EXERCISE INPUT:

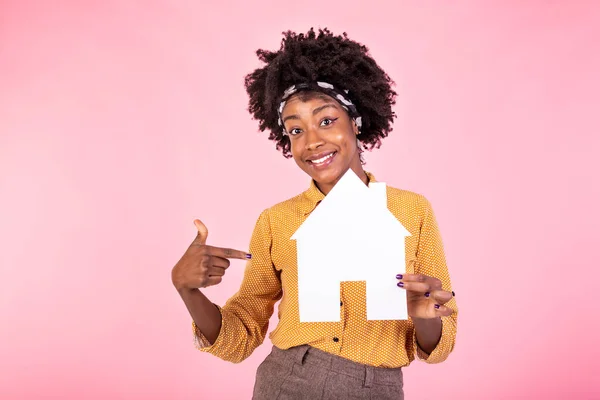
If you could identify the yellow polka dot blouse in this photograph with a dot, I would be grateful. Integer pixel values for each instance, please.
(271, 275)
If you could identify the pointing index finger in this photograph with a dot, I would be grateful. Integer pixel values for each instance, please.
(202, 231)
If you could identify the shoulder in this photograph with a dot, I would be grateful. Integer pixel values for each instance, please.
(408, 203)
(406, 198)
(284, 209)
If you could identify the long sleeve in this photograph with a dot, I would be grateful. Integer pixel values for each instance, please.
(431, 261)
(245, 316)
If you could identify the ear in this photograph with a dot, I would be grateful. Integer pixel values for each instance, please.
(355, 128)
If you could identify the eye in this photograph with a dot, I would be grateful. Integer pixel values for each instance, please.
(328, 121)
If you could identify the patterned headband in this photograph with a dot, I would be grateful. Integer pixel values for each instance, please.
(323, 87)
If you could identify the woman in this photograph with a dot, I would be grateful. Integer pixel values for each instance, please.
(322, 98)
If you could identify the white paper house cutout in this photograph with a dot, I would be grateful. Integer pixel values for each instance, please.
(351, 236)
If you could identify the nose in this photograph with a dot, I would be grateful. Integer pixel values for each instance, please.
(313, 139)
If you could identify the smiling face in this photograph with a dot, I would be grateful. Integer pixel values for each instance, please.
(322, 137)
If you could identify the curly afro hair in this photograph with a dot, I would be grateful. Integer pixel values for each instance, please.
(306, 58)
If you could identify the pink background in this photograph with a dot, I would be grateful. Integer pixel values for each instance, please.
(121, 122)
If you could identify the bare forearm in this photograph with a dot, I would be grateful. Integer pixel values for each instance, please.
(204, 313)
(429, 333)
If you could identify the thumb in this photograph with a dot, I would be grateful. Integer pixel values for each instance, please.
(202, 231)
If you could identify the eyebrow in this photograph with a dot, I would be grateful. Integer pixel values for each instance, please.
(315, 111)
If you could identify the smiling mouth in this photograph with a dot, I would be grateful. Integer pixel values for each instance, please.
(323, 160)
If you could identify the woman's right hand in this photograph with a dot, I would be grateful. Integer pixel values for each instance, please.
(202, 265)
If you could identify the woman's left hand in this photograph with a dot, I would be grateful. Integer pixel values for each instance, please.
(425, 296)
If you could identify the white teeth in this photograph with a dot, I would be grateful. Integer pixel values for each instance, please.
(322, 160)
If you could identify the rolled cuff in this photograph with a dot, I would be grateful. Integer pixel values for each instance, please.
(200, 341)
(444, 346)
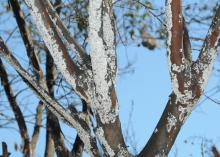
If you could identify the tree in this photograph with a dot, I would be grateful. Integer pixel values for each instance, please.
(91, 73)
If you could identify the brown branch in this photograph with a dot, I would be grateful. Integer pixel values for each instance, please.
(49, 33)
(37, 126)
(33, 59)
(16, 110)
(26, 36)
(208, 52)
(71, 119)
(63, 31)
(78, 146)
(53, 126)
(5, 152)
(188, 82)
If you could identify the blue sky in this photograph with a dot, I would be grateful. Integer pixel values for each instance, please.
(148, 89)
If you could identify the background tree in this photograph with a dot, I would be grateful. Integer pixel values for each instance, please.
(86, 70)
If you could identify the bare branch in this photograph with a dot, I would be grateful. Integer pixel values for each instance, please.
(188, 80)
(57, 48)
(17, 111)
(63, 31)
(26, 36)
(103, 58)
(72, 119)
(38, 120)
(208, 53)
(5, 152)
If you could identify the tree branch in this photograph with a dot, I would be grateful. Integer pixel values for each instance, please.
(188, 81)
(17, 111)
(103, 58)
(55, 45)
(72, 119)
(63, 31)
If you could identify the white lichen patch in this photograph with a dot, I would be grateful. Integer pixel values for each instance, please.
(123, 152)
(101, 41)
(171, 122)
(52, 44)
(104, 142)
(178, 68)
(184, 112)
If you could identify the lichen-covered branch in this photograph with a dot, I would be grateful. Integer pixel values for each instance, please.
(83, 58)
(33, 59)
(26, 36)
(37, 125)
(58, 50)
(70, 118)
(188, 79)
(208, 53)
(27, 152)
(103, 58)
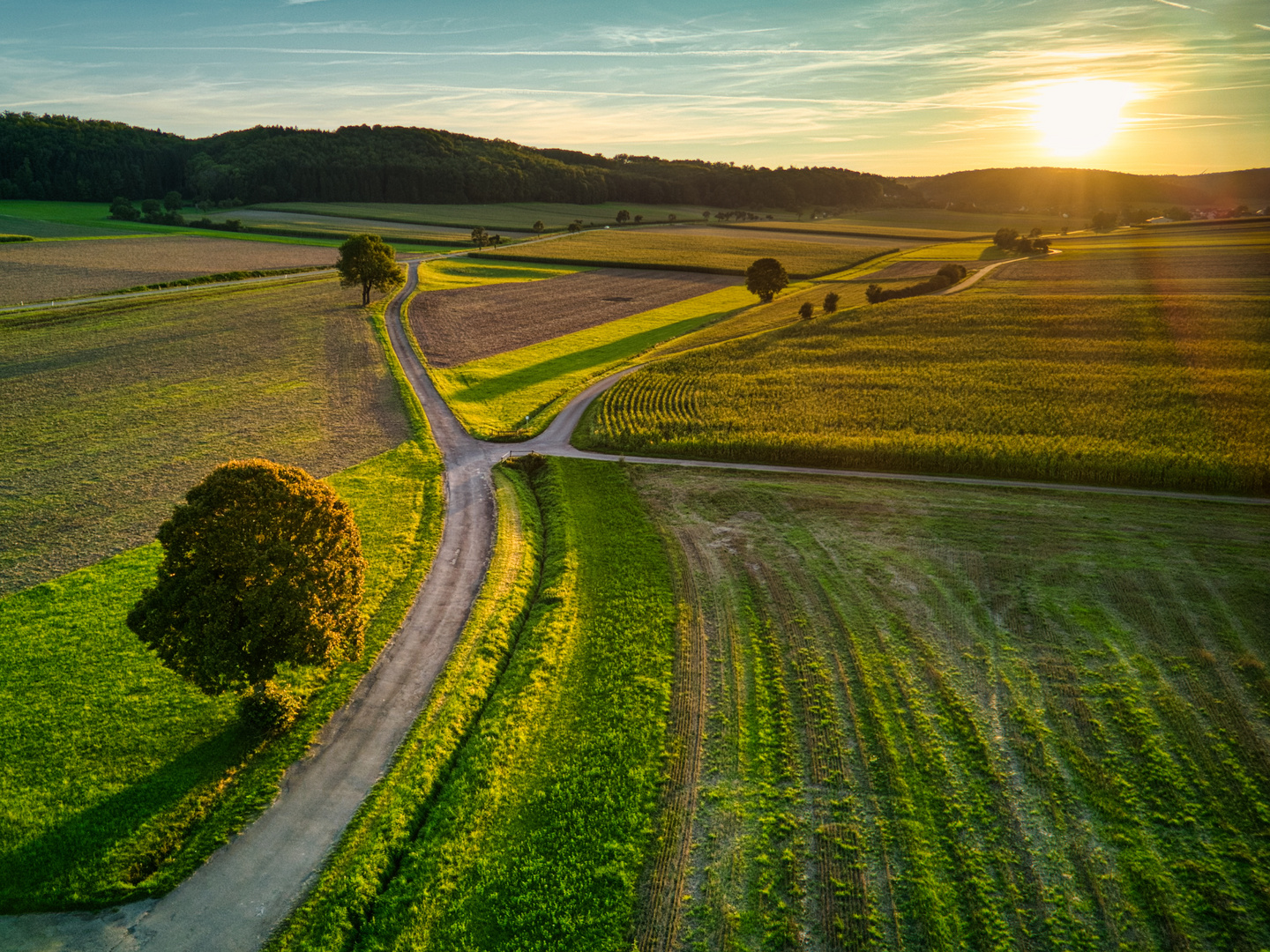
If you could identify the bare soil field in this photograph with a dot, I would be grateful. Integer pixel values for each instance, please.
(46, 271)
(467, 324)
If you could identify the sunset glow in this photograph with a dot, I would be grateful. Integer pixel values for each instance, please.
(1081, 117)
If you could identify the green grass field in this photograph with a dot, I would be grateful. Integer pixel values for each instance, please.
(727, 254)
(540, 831)
(521, 391)
(390, 819)
(113, 410)
(512, 216)
(92, 219)
(1114, 391)
(950, 718)
(120, 777)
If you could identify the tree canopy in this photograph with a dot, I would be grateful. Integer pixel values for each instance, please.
(366, 260)
(766, 277)
(263, 564)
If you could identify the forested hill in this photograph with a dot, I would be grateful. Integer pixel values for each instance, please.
(68, 159)
(1082, 190)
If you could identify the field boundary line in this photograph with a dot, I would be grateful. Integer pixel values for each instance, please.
(556, 441)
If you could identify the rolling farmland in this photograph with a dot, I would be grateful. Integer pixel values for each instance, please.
(952, 718)
(724, 254)
(1154, 389)
(122, 777)
(112, 412)
(542, 825)
(42, 271)
(467, 324)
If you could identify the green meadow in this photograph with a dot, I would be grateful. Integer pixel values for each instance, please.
(120, 777)
(519, 392)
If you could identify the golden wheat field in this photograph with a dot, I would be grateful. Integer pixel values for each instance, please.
(1132, 391)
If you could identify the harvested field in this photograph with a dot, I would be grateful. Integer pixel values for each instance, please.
(45, 271)
(112, 412)
(467, 324)
(1154, 270)
(727, 253)
(952, 718)
(915, 270)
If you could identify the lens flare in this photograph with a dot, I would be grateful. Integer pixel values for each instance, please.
(1082, 115)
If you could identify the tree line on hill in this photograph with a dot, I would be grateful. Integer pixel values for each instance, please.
(60, 158)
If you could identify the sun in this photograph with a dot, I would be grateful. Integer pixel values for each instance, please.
(1081, 115)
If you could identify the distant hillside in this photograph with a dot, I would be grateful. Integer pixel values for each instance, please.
(68, 159)
(1084, 190)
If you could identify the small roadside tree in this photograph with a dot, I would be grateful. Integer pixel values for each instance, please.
(262, 565)
(366, 260)
(766, 279)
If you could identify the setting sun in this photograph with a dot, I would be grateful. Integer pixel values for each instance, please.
(1076, 118)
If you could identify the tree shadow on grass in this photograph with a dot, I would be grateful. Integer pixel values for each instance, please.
(100, 856)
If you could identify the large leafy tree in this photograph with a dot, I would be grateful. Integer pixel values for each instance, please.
(366, 260)
(263, 564)
(766, 277)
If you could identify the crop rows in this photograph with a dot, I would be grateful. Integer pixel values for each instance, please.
(727, 254)
(1041, 747)
(1117, 391)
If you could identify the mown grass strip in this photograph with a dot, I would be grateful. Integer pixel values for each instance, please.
(370, 852)
(540, 830)
(122, 778)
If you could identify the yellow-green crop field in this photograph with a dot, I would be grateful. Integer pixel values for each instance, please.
(952, 718)
(727, 254)
(1128, 391)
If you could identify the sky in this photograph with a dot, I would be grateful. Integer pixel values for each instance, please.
(900, 88)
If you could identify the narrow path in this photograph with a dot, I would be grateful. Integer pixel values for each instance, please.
(982, 273)
(235, 900)
(245, 889)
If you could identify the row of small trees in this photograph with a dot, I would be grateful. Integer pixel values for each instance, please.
(945, 277)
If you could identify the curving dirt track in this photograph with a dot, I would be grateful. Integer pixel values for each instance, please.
(234, 902)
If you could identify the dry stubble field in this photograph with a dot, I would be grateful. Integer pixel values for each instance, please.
(467, 324)
(45, 271)
(112, 412)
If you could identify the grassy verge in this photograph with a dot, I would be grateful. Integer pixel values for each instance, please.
(120, 777)
(539, 831)
(1116, 391)
(952, 718)
(728, 254)
(517, 394)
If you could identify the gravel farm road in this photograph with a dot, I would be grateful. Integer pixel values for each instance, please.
(235, 900)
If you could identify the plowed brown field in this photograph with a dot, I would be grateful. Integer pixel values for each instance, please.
(467, 324)
(45, 271)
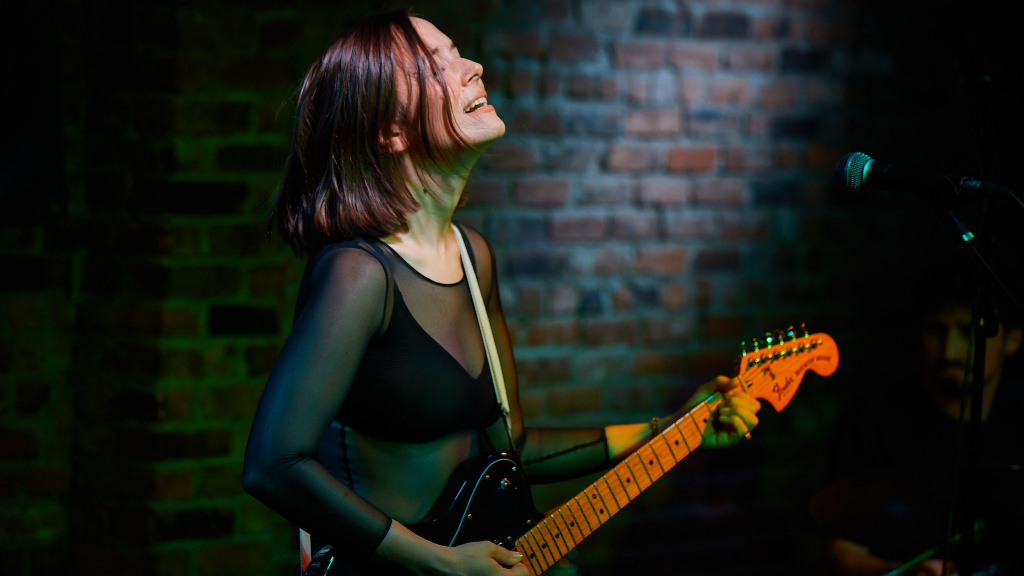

WRITTEN EXERCISE: Count the lines of the entries above that contain the word "hand", treating case as significant, and give only that number.

WORKED ANSWER: 2